Below is some data. Retype exactly the lines starting at the one with "Target: gray wall" and ending at the one with "Target: table lamp".

+===+

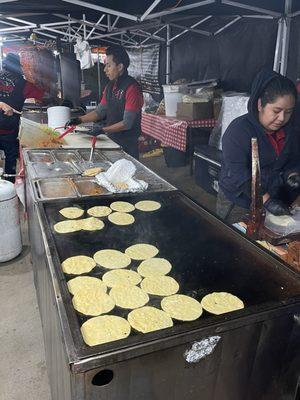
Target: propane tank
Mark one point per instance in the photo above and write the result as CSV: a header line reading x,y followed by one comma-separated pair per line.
x,y
10,232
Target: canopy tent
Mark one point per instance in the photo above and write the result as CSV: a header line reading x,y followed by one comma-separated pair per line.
x,y
168,22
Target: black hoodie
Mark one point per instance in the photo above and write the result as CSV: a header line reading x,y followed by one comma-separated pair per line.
x,y
235,178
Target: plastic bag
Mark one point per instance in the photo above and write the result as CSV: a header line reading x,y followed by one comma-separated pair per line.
x,y
119,178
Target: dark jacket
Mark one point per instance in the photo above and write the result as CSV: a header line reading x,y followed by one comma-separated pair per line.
x,y
11,92
235,178
115,100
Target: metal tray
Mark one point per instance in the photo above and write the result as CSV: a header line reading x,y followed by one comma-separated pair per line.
x,y
55,188
97,155
88,187
40,156
66,155
52,170
83,165
206,256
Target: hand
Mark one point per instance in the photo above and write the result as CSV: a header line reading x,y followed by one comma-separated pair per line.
x,y
276,207
96,131
8,110
293,180
73,121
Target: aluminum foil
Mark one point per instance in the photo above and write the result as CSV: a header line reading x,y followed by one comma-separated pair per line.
x,y
201,349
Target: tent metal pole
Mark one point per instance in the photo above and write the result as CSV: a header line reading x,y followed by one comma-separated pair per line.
x,y
98,22
248,7
178,9
115,23
191,29
1,54
84,27
286,37
151,36
154,33
276,64
149,9
103,9
80,21
168,55
98,73
227,25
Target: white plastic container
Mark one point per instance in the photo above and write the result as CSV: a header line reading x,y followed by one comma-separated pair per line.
x,y
58,116
10,237
173,94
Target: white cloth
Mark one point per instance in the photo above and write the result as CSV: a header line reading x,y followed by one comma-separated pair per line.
x,y
119,178
83,54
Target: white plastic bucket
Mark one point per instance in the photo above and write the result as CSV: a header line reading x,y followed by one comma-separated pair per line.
x,y
173,94
58,116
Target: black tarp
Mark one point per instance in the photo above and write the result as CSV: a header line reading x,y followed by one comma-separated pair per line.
x,y
234,56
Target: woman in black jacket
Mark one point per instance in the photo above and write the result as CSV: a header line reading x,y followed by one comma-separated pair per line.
x,y
270,109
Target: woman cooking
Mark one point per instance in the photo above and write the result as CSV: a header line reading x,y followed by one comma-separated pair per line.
x,y
270,109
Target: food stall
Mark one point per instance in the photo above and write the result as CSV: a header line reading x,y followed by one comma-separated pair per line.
x,y
248,352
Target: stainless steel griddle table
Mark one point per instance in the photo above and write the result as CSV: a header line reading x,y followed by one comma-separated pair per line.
x,y
253,353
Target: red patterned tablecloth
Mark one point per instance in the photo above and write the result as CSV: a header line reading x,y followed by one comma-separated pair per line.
x,y
171,131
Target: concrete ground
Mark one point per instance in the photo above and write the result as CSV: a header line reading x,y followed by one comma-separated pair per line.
x,y
23,373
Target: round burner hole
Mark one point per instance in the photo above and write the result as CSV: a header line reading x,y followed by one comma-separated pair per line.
x,y
103,377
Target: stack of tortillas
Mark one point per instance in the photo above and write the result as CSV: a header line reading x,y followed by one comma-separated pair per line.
x,y
78,265
86,224
221,302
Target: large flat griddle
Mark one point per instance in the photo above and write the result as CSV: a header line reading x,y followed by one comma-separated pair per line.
x,y
206,256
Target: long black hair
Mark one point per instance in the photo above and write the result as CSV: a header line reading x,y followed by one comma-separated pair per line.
x,y
120,55
277,87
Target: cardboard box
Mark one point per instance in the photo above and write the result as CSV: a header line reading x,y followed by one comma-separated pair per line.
x,y
194,111
207,168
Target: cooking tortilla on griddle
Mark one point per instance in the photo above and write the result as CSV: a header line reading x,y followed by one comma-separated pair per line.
x,y
78,265
147,205
141,251
160,285
181,307
85,283
104,329
112,259
129,297
148,319
121,277
92,302
99,211
71,212
122,206
154,266
119,218
221,302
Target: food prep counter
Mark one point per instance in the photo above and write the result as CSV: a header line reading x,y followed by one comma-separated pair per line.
x,y
57,173
247,354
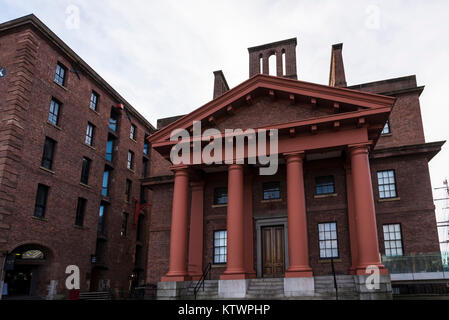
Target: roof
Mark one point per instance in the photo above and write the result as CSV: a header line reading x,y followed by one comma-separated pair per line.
x,y
38,25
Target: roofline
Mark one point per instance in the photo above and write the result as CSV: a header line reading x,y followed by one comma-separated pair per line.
x,y
286,83
58,42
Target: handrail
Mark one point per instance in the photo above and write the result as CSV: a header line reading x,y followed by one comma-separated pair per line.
x,y
201,281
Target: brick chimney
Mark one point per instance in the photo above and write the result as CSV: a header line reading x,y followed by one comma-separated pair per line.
x,y
258,57
220,84
337,70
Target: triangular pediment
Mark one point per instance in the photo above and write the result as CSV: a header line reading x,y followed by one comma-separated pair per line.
x,y
264,101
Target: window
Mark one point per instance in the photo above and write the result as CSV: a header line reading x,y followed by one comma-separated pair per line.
x,y
90,134
80,210
386,129
387,184
146,145
221,196
101,219
144,168
105,184
132,132
392,239
328,240
41,201
49,151
109,149
124,224
128,190
220,246
93,101
324,185
130,164
271,190
60,74
85,170
53,115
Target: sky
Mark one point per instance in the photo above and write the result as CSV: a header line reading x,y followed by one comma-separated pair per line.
x,y
160,55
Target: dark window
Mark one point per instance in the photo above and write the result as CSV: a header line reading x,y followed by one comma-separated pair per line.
x,y
271,190
102,219
105,184
109,149
80,211
93,101
144,168
41,201
113,121
132,132
49,152
124,224
53,115
386,129
130,163
220,195
387,184
146,145
90,134
220,246
128,190
324,185
328,240
85,171
392,239
60,74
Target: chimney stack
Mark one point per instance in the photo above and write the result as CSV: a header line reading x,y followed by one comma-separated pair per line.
x,y
337,71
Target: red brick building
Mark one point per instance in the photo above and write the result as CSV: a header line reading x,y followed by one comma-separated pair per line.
x,y
352,185
72,153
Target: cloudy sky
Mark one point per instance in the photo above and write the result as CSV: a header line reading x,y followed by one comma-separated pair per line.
x,y
160,55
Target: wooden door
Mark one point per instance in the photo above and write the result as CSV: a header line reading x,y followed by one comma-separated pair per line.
x,y
273,258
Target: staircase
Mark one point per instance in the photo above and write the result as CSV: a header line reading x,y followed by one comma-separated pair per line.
x,y
265,289
324,287
101,295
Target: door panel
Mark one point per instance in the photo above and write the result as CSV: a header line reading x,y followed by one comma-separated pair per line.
x,y
273,258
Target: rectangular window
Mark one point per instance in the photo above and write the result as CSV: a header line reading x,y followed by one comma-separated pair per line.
x,y
90,134
41,201
387,184
93,101
128,190
324,185
49,152
271,190
60,74
53,115
130,163
132,132
124,224
328,240
392,239
386,129
105,184
101,219
85,170
220,246
221,196
80,211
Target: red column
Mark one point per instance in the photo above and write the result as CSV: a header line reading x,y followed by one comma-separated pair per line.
x,y
195,268
178,235
297,221
365,214
235,268
351,220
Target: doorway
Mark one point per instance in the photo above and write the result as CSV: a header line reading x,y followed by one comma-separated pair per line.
x,y
273,251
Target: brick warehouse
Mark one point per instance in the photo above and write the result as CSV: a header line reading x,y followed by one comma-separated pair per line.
x,y
352,187
67,194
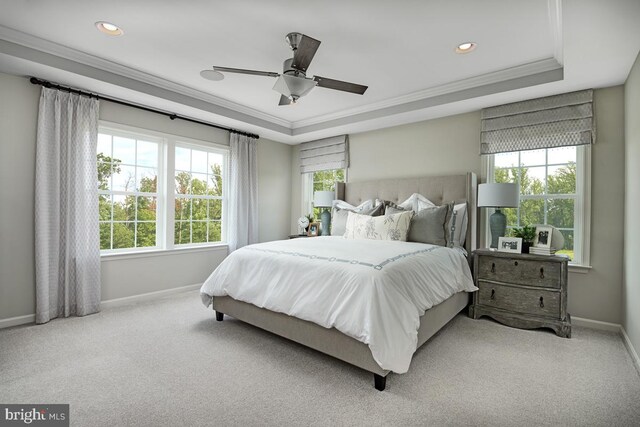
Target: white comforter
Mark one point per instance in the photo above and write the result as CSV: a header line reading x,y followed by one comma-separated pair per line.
x,y
374,291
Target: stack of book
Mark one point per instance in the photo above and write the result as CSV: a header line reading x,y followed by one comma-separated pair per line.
x,y
540,250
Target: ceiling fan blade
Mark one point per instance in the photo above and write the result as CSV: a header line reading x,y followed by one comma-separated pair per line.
x,y
304,53
243,71
284,100
340,85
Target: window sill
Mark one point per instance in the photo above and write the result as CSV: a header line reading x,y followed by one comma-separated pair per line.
x,y
115,256
581,269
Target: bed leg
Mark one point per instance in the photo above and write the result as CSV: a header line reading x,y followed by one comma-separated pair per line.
x,y
380,382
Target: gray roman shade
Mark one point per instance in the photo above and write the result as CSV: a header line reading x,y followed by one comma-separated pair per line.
x,y
324,154
554,121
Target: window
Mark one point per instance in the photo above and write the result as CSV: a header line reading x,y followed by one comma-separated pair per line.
x,y
157,191
553,190
319,181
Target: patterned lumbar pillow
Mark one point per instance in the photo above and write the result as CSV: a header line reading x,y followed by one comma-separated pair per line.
x,y
389,227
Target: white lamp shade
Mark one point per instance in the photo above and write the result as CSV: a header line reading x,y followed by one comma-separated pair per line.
x,y
293,86
504,195
323,199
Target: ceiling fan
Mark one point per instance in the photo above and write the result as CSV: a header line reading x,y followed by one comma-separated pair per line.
x,y
293,83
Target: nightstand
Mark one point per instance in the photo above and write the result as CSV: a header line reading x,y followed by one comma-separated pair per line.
x,y
521,290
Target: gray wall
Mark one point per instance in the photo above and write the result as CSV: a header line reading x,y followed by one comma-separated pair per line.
x,y
122,276
631,287
451,145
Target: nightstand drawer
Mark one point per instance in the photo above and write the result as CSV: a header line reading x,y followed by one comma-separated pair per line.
x,y
520,271
520,300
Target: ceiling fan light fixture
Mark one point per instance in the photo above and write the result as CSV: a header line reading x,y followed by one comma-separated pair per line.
x,y
212,75
293,87
465,47
109,28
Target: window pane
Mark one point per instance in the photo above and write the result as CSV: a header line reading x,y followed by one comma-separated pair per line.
x,y
123,235
532,158
146,234
561,179
199,184
147,154
183,182
104,207
532,180
183,159
125,179
104,144
215,209
183,209
560,213
198,161
146,209
105,235
146,180
561,155
531,212
506,160
124,149
199,229
215,231
182,232
199,207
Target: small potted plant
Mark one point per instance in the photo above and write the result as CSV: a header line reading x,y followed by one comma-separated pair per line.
x,y
528,235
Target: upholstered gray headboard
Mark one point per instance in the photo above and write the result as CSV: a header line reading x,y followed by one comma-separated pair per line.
x,y
438,189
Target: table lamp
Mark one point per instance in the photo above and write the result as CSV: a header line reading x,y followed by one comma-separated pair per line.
x,y
324,199
504,195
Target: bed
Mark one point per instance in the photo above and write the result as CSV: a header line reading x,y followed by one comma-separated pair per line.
x,y
361,344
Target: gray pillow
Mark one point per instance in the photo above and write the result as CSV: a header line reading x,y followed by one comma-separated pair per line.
x,y
339,219
428,226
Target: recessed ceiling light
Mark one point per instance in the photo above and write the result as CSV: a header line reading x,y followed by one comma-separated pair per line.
x,y
214,75
109,28
465,47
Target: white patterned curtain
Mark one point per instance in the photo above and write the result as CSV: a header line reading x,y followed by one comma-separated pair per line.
x,y
243,192
67,235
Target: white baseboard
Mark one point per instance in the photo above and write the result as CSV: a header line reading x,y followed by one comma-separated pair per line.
x,y
630,349
595,324
116,302
31,318
16,321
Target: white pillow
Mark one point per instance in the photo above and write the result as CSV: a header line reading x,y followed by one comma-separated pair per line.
x,y
391,227
457,226
416,202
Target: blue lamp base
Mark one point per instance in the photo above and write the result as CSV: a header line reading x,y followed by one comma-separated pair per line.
x,y
498,225
325,220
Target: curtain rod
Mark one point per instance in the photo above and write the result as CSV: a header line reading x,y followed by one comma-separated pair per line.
x,y
172,116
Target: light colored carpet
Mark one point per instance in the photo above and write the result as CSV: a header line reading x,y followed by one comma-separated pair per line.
x,y
168,362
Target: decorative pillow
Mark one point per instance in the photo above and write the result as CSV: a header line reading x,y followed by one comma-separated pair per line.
x,y
457,221
391,227
428,226
341,210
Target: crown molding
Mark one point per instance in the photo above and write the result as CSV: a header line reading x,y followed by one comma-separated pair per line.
x,y
517,72
83,58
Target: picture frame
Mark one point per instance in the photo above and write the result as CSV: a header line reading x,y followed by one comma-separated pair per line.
x,y
510,244
543,236
314,227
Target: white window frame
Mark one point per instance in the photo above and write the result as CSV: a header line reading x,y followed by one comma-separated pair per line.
x,y
306,206
165,202
582,206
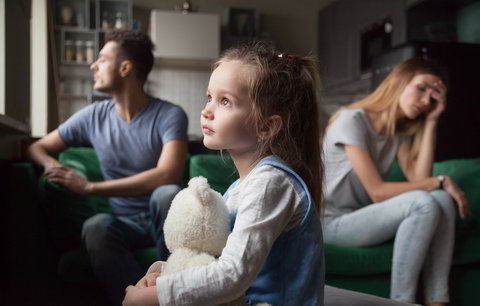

+===+

→ **Answer section**
Target: gray wall
Mark one point per instance in the photo above and write the result as CSV: a header line reading x,y followed by one comma-separated pair per line.
x,y
122,276
631,287
451,145
Target: nightstand drawer
Mark one point per instance in the photo above and write the result as CSV: a header line reading x,y followed by one comma-separated pair per line.
x,y
520,271
520,300
Target: ceiling fan light fixture
Mark one point per instance in the photo above and write the result as CSV: a header line reading x,y followed by one comma-separated pair per line.
x,y
212,75
293,87
465,47
109,28
Target: window pane
Mark one point per instance in the photo above and write the result as CSV: a header line reading x,y followed by one comma-separated pair per line.
x,y
123,235
532,158
146,234
561,179
199,184
147,154
183,182
104,207
532,180
183,159
125,179
104,144
215,209
183,209
560,213
198,161
146,209
105,235
146,180
561,155
531,212
506,160
124,149
199,229
215,231
182,232
199,207
Target: small potted plant
Mark one point per instance in the photo above and write the result as CSV: a header line reading x,y followed by one comma-separated pair per line.
x,y
528,235
Target: upholstered gray headboard
Mark one point per instance in the photo above and write the result as CSV: a header line reading x,y followed by one comma-separated pair per line.
x,y
438,189
Target: table lamp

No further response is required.